= Set task =
Convert every line of the records below into a numbered list, skipping blank lines and omitting the pictures.
— BEGIN Stored data —
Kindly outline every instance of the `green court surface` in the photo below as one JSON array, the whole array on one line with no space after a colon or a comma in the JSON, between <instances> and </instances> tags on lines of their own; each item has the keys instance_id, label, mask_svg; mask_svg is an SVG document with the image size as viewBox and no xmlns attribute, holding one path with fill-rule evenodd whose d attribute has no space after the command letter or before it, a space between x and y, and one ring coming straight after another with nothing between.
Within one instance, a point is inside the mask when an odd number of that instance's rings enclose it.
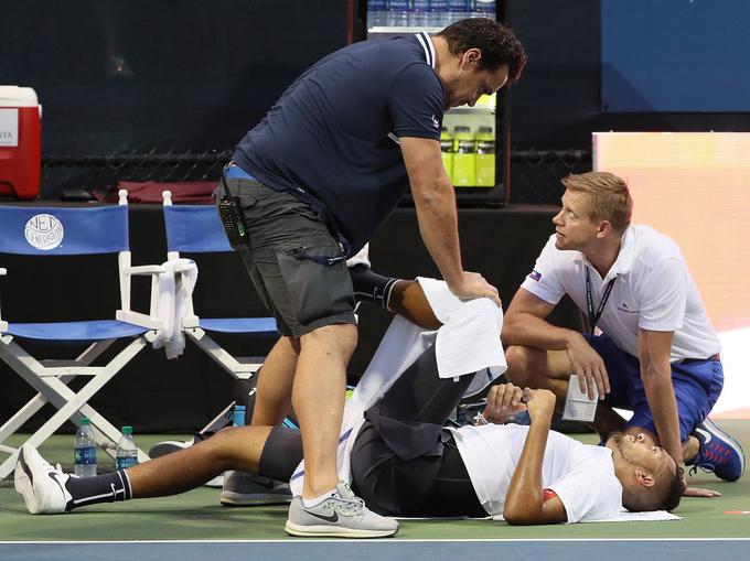
<instances>
[{"instance_id":1,"label":"green court surface","mask_svg":"<svg viewBox=\"0 0 750 561\"><path fill-rule=\"evenodd\" d=\"M750 420L718 421L750 450ZM580 436L591 442L592 436ZM165 436L137 435L148 450ZM174 440L175 436L168 436ZM180 438L176 438L180 440ZM20 441L20 439L19 439ZM18 442L10 444L17 444ZM69 463L73 436L56 435L42 447L50 462ZM99 453L99 461L101 456ZM109 457L106 456L107 461ZM109 462L110 464L110 462ZM107 468L107 465L100 465ZM720 482L698 472L695 486L719 490L718 498L685 498L675 521L596 522L547 527L510 527L493 520L405 520L395 539L642 539L642 538L749 538L750 476L737 483ZM283 506L226 508L218 504L218 489L201 487L183 495L105 504L60 516L31 516L12 479L0 485L0 541L141 541L141 540L285 540Z\"/></svg>"}]
</instances>

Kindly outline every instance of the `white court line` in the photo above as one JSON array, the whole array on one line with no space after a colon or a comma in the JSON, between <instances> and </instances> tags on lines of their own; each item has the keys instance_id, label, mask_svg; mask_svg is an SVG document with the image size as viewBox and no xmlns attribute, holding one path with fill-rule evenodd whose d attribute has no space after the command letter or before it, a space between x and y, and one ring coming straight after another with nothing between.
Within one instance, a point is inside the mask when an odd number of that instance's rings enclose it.
<instances>
[{"instance_id":1,"label":"white court line","mask_svg":"<svg viewBox=\"0 0 750 561\"><path fill-rule=\"evenodd\" d=\"M67 541L0 541L0 544L30 544L30 546L43 546L49 543L51 546L60 544L140 544L140 543L307 543L309 546L314 546L315 543L383 543L383 544L395 544L395 543L485 543L485 542L610 542L610 541L750 541L750 538L457 538L457 539L398 539L398 538L289 538L289 539L277 539L277 540L92 540L92 541L78 541L78 540L67 540Z\"/></svg>"}]
</instances>

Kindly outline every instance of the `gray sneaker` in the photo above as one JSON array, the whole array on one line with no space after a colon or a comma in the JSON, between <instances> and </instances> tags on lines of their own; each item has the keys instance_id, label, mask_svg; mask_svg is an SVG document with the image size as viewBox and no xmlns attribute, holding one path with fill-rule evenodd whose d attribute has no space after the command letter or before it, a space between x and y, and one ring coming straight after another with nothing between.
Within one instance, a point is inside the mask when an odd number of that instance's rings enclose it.
<instances>
[{"instance_id":1,"label":"gray sneaker","mask_svg":"<svg viewBox=\"0 0 750 561\"><path fill-rule=\"evenodd\" d=\"M291 503L291 489L288 483L260 475L225 472L221 503L227 507L288 505Z\"/></svg>"},{"instance_id":2,"label":"gray sneaker","mask_svg":"<svg viewBox=\"0 0 750 561\"><path fill-rule=\"evenodd\" d=\"M398 531L398 522L368 510L349 485L339 483L333 496L311 508L294 497L285 530L302 538L385 538Z\"/></svg>"}]
</instances>

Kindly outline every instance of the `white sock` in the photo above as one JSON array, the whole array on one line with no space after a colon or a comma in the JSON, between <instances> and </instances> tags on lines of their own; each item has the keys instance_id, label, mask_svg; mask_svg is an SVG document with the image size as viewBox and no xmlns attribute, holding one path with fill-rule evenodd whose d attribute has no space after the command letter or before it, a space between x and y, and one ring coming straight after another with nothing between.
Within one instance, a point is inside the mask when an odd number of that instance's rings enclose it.
<instances>
[{"instance_id":1,"label":"white sock","mask_svg":"<svg viewBox=\"0 0 750 561\"><path fill-rule=\"evenodd\" d=\"M315 498L304 498L304 497L302 497L302 506L304 508L312 508L314 506L320 505L323 500L325 500L329 497L332 497L336 493L339 493L339 489L333 487L328 493L323 493L320 497L315 497Z\"/></svg>"}]
</instances>

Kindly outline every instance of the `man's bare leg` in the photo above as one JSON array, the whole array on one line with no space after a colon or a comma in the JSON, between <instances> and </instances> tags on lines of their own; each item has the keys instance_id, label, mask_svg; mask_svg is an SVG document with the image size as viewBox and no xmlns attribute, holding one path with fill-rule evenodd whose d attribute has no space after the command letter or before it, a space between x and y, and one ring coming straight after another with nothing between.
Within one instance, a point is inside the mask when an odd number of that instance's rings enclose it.
<instances>
[{"instance_id":1,"label":"man's bare leg","mask_svg":"<svg viewBox=\"0 0 750 561\"><path fill-rule=\"evenodd\" d=\"M126 470L133 498L164 497L200 487L227 470L258 473L272 427L224 429L194 446Z\"/></svg>"},{"instance_id":2,"label":"man's bare leg","mask_svg":"<svg viewBox=\"0 0 750 561\"><path fill-rule=\"evenodd\" d=\"M356 338L356 326L351 324L326 325L300 337L292 404L302 432L303 498L319 497L339 483L336 449L346 365Z\"/></svg>"},{"instance_id":3,"label":"man's bare leg","mask_svg":"<svg viewBox=\"0 0 750 561\"><path fill-rule=\"evenodd\" d=\"M533 389L548 389L555 393L555 411L560 414L568 395L572 366L565 350L544 350L513 345L505 350L505 377L512 384ZM611 407L599 403L591 427L600 434L622 429L625 420Z\"/></svg>"},{"instance_id":4,"label":"man's bare leg","mask_svg":"<svg viewBox=\"0 0 750 561\"><path fill-rule=\"evenodd\" d=\"M397 281L390 292L388 308L392 312L403 315L415 325L426 330L437 330L442 326L417 281Z\"/></svg>"},{"instance_id":5,"label":"man's bare leg","mask_svg":"<svg viewBox=\"0 0 750 561\"><path fill-rule=\"evenodd\" d=\"M299 354L299 339L281 337L274 345L259 373L251 424L272 425L283 422L291 406Z\"/></svg>"},{"instance_id":6,"label":"man's bare leg","mask_svg":"<svg viewBox=\"0 0 750 561\"><path fill-rule=\"evenodd\" d=\"M219 431L194 446L140 465L94 477L72 477L54 470L33 447L21 451L17 489L33 514L57 514L99 503L176 495L201 486L226 470L257 473L272 427L238 427ZM282 445L283 446L283 445ZM301 450L285 449L269 460L271 470L288 476ZM36 472L36 482L32 474ZM47 473L55 473L46 477ZM40 477L44 474L44 477ZM42 482L42 483L39 483ZM46 488L44 485L51 486ZM60 490L64 487L63 494Z\"/></svg>"}]
</instances>

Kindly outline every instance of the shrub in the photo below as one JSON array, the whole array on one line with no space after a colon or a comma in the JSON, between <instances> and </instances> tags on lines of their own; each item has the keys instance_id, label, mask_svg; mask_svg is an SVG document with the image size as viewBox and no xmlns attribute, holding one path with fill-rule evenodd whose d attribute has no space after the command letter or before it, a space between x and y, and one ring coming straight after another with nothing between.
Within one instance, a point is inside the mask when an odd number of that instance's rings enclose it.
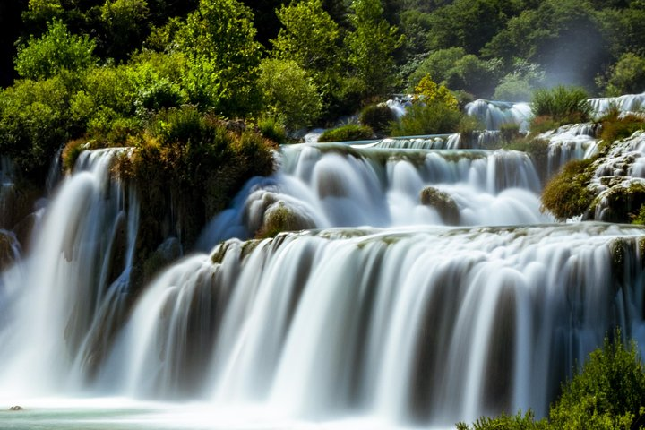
— END Stored data —
= Result for this exercise =
1. Kindly outline every instance of the `green court surface` in the photo below as one JSON array, the whole array on one line with no space after a colon or a comma in the JSON, between <instances> and </instances> tags on lines of their own; each item has the keys instance_id, label, mask_svg; mask_svg is an SVG document with the image size as viewBox and no xmlns attribute, holding one path with fill-rule evenodd whose d attribute has no space after the command letter or before it, a space between x and y, and one ring coming straight after another with nothing between.
2. Within one instance, a point is inside the mask when an odd number of that instance's rings enclose it.
3. <instances>
4. [{"instance_id":1,"label":"green court surface","mask_svg":"<svg viewBox=\"0 0 750 561\"><path fill-rule=\"evenodd\" d=\"M750 420L718 421L750 450ZM580 436L591 442L592 436ZM165 436L137 435L148 450ZM174 440L175 436L168 436ZM180 438L176 438L180 440ZM20 441L20 439L19 439ZM18 442L10 444L17 444ZM69 463L73 436L56 435L42 447L50 462ZM99 453L99 461L101 456ZM109 457L106 456L107 461ZM109 462L110 464L110 462ZM107 468L107 465L100 465ZM720 482L698 472L695 486L719 490L718 498L685 498L675 521L596 522L547 527L510 527L493 520L405 520L395 539L642 539L642 538L749 538L750 476L737 483ZM283 506L226 508L218 504L218 489L201 487L183 495L105 504L60 516L31 516L12 479L0 485L0 541L141 541L141 540L285 540Z\"/></svg>"}]
5. </instances>
6. Kindly outline every instance of the `white court line` in the photo above as one JSON array, the whole array on one line with no space after a colon or a comma in the JSON, between <instances> and </instances> tags on lines of their own; each item has the keys instance_id, label, mask_svg; mask_svg is an SVG document with the image size as viewBox and no xmlns attribute, holding one path with fill-rule evenodd whose d attribute has no space after the command letter or before it, a space between x and y, and one ring coming straight after another with nothing between.
7. Within one instance, a point is inside the mask when an odd number of that instance's rings enclose it.
8. <instances>
9. [{"instance_id":1,"label":"white court line","mask_svg":"<svg viewBox=\"0 0 750 561\"><path fill-rule=\"evenodd\" d=\"M67 541L0 541L0 544L30 544L30 546L43 546L49 543L51 546L60 544L140 544L140 543L307 543L309 546L314 546L315 543L383 543L383 544L395 544L395 543L485 543L485 542L610 542L610 541L750 541L750 538L457 538L457 539L398 539L398 538L289 538L289 539L277 539L277 540L92 540L92 541L78 541L78 540L67 540Z\"/></svg>"}]
10. </instances>
11. Kindly outline every instance of the `gray sneaker` in the photo above as one JSON array, the whole array on one line with no space after a colon or a comma in the JSON, between <instances> and </instances> tags on lines of their own; each item has the keys instance_id, label, mask_svg; mask_svg is an SVG document with the image size as viewBox and no xmlns attribute, holding one path with fill-rule evenodd whose d attribute has no space after the command letter or before it, a space between x and y, and one ring coming straight after another with nothing between.
12. Within one instance, a point is inside the mask when an odd number of that instance's rings enclose it.
13. <instances>
14. [{"instance_id":1,"label":"gray sneaker","mask_svg":"<svg viewBox=\"0 0 750 561\"><path fill-rule=\"evenodd\" d=\"M291 503L291 489L288 483L260 475L225 472L221 503L227 507L288 505Z\"/></svg>"},{"instance_id":2,"label":"gray sneaker","mask_svg":"<svg viewBox=\"0 0 750 561\"><path fill-rule=\"evenodd\" d=\"M398 531L398 522L368 510L349 485L339 483L333 496L311 508L294 497L285 530L302 538L385 538Z\"/></svg>"}]
15. </instances>
16. Kindly outline every instance of the `white sock` in the photo above as one JSON array, the whole array on one line with no space after a colon or a comma in the JSON, between <instances> and </instances> tags on lines of their own; each item has the keys instance_id, label, mask_svg; mask_svg is an SVG document with the image size as viewBox and no xmlns attribute, holding one path with fill-rule evenodd whose d attribute has no space after the command letter or before it, a space between x and y, and one ring coming straight after another with nothing between.
17. Within one instance, a point is inside the mask when an odd number of that instance's rings enclose it.
18. <instances>
19. [{"instance_id":1,"label":"white sock","mask_svg":"<svg viewBox=\"0 0 750 561\"><path fill-rule=\"evenodd\" d=\"M315 498L304 498L304 497L302 497L302 506L304 508L312 508L314 506L320 505L323 500L325 500L329 497L332 497L336 493L339 493L339 489L333 487L328 493L323 493L320 497L315 497Z\"/></svg>"}]
20. </instances>
21. Kindly outline every instance of the `man's bare leg` in the photo above as one JSON array, the whole array on one line with no space after a colon or a comma in the JSON, between <instances> and </instances> tags on lines of their own; each item has the keys instance_id, label, mask_svg; mask_svg is an SVG document with the image size as viewBox and no xmlns attribute, holding one path with fill-rule evenodd whose d attribute has no space after the command letter or before it, a space between x and y, and one ring coming straight after another with nothing between.
22. Within one instance, a point is inside the mask when an odd number of that instance's rings enclose it.
23. <instances>
24. [{"instance_id":1,"label":"man's bare leg","mask_svg":"<svg viewBox=\"0 0 750 561\"><path fill-rule=\"evenodd\" d=\"M126 470L133 498L164 497L200 487L227 470L258 473L272 427L224 429L194 446Z\"/></svg>"},{"instance_id":2,"label":"man's bare leg","mask_svg":"<svg viewBox=\"0 0 750 561\"><path fill-rule=\"evenodd\" d=\"M356 338L356 326L351 324L326 325L300 337L292 404L302 432L303 498L319 497L339 483L336 449L346 365Z\"/></svg>"},{"instance_id":3,"label":"man's bare leg","mask_svg":"<svg viewBox=\"0 0 750 561\"><path fill-rule=\"evenodd\" d=\"M533 389L548 389L555 393L555 411L560 414L568 395L572 366L565 350L544 350L513 345L505 350L505 377L512 384ZM611 407L599 403L591 427L600 434L622 429L625 420Z\"/></svg>"},{"instance_id":4,"label":"man's bare leg","mask_svg":"<svg viewBox=\"0 0 750 561\"><path fill-rule=\"evenodd\" d=\"M397 281L390 292L388 308L392 312L403 315L415 325L426 330L437 330L442 326L417 281Z\"/></svg>"},{"instance_id":5,"label":"man's bare leg","mask_svg":"<svg viewBox=\"0 0 750 561\"><path fill-rule=\"evenodd\" d=\"M299 354L299 339L281 337L274 345L259 373L251 424L272 425L283 422L291 406Z\"/></svg>"},{"instance_id":6,"label":"man's bare leg","mask_svg":"<svg viewBox=\"0 0 750 561\"><path fill-rule=\"evenodd\" d=\"M219 431L194 446L140 465L94 477L72 477L54 470L33 447L21 451L17 489L33 514L57 514L99 503L176 495L201 486L226 470L257 473L272 427L238 427ZM282 445L283 446L283 445ZM301 450L285 449L269 460L271 470L288 476ZM36 472L36 482L32 474ZM47 473L55 473L46 477ZM40 477L44 474L44 477ZM42 482L42 483L39 483ZM46 488L44 485L51 486ZM60 490L64 487L63 494Z\"/></svg>"}]
25. </instances>
26. Kindly outline every instance of the shrub in the photo below as one JSON array, the whole array on one line with no space after a colon or a comma in the JSON, between <instances> and </instances> tags on lines of their own; each item has the keys instance_id, label, mask_svg; mask_svg is an SVG document with the image size as viewBox and no xmlns attribute, holding one path with fill-rule evenodd whose d attribute has no space after the command letter or before it, a space between x and y, and one ring coming straight after another with nothing between.
27. Within one instance, a point is inside the mask when an odd number of that instance's rings enclose it.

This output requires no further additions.